» **Selected excerpt**
/---

I think the only bench dogs that some of us in this thread are really impressed with are the Parf dogs one pair shorter than the other in stainless steel and brass also I think....They provide a very low profile means to secure the workpiece to the top and then secure the rail over the workpiece. They are really low profile and i really like them. I think Veritas has those in brass and stainless. But don't quite me on it. Does not mean that other Bench Dogs are Doggy Do. It just means that those dogs (The Parf Dogs) are really neat....very tidy and useful in combination with other dogs and clamps.

I like the Kregs as well and if I go 0.75" hole, I will likely get a set of those mainly because they seem to work fine and have that friction top surface which is a nice feature I think. Myself I would not be comfortable depending on those friction tops but I would think they work fine with some limited additional clamping to go with them. The more I think about this the closer I get to talking myself into doing one section in 20mm and the other in 0.75".

john Intosa
03-16-2015, 9:33 PM
I will add my thoughts on 3/4 inch vs 20mm holes and building vs buying the table. A bit on principle I didn't want to pay the Festool premium for a sheet of drilled MDF. Rocker, Kreg, Lee valley and others offers a variety of cheaper 3/4 dog accessories. The problem is that between Festool and the aftermarket crowd, Festool is clearly the winner in innovation and capitalizing on the concept of systems. Rather than fight it, I settled on 20mm for the long term.

I did start with making a pseudo MFT with 3/4 holes 4 inches on center. I bought a 3/4 straight plunge bit from Woodline. Straight blade with cutter on tip. Holes surprisingly clean. Spiral 3/4 bit would be ideal, but hard to find and big bucks. Template with 1.000 holes 4 inches on center out of 1/2 PVC board. Brass bushing 1 inch OD and 7/8 ID and plunge router.

To make the 20mm holes 4 inches on center, I used the Bosch 20mm boring bit with 1/2 to 10mm sleeve adapter that "Ask woodman" used along with a plunge router at low speed. The shank has a flat, so you need the sleeve to not only to fit a1/2 collet, but even in drill press you would need it to allow the bit to stay centered in the chuck. I laid out a grid and then used an optical punch (great tool) to make a dimple in the wood. With router off, and plunge down, the center of the boring bit drops in the dimple. Keep router base in this position, raise router, turn on, plunge, repeat.... This system worked best for me.

For an investment of $50, you have the bits to create your own table. I see mine more as a clamping and work table. I'm working on an adjustable fence to allow adjustment to exactly 90 for cross cuts.

John Huds0n
03-16-2015, 9:34 PM
If you're talking about these
http://www.leevalley.com/US/wood/page.aspx?cat=1,41637&p=71185

I would agree - they are the best ones that I have come across and I usually buy some more when they have free shipping (you can never have too many)

\---

» **Data for this exercise**

/---

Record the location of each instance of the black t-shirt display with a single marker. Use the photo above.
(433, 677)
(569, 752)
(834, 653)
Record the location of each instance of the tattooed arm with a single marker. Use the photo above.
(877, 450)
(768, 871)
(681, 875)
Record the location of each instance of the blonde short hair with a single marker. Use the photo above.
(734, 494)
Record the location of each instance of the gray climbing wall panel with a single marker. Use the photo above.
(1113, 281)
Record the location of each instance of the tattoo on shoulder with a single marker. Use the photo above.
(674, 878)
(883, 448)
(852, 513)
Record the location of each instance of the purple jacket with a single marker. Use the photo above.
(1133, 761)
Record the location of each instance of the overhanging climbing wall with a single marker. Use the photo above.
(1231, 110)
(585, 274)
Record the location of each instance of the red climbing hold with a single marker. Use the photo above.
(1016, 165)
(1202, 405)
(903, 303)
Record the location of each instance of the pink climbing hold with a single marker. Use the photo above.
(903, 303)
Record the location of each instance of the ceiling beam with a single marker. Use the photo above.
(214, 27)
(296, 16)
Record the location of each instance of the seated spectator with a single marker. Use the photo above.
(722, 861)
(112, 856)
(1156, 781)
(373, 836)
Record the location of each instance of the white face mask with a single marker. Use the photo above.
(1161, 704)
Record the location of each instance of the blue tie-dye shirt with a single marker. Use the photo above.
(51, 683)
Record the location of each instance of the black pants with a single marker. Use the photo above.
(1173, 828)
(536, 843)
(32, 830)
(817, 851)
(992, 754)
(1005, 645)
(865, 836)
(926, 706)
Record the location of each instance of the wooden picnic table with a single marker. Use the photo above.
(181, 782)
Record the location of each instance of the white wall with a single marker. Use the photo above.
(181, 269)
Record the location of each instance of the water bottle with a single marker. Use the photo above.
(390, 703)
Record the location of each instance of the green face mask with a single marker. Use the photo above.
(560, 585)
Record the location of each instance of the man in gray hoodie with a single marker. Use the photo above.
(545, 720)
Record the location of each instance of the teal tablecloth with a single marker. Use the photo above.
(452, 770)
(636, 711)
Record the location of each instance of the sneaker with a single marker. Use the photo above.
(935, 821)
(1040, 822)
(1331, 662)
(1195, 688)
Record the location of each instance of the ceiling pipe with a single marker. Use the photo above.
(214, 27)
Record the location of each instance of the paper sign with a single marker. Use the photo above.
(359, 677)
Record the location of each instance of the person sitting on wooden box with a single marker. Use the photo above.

\---

» **Things to do**
(1) Output the passage of the bench dog discussion from "john Intosa" to "the long term.", word for word.
(2) Return the entries unchanged from their first line through the line containing "(1113, 281)", including both of those lines.
The bench dog discussion and the entries have nothing to do with each other.

» **Task-by-task outputs**
(1)
john Intosa
03-16-2015, 9:33 PM
I will add my thoughts on 3/4 inch vs 20mm holes and building vs buying the table. A bit on principle I didn't want to pay the Festool premium for a sheet of drilled MDF. Rocker, Kreg, Lee valley and others offers a variety of cheaper 3/4 dog accessories. The problem is that between Festool and the aftermarket crowd, Festool is clearly the winner in innovation and capitalizing on the concept of systems. Rather than fight it, I settled on 20mm for the long term.

(2)
Record the location of each instance of the black t-shirt display with a single marker. Use the photo above.
(433, 677)
(569, 752)
(834, 653)
Record the location of each instance of the tattooed arm with a single marker. Use the photo above.
(877, 450)
(768, 871)
(681, 875)
Record the location of each instance of the blonde short hair with a single marker. Use the photo above.
(734, 494)
Record the location of each instance of the gray climbing wall panel with a single marker. Use the photo above.
(1113, 281)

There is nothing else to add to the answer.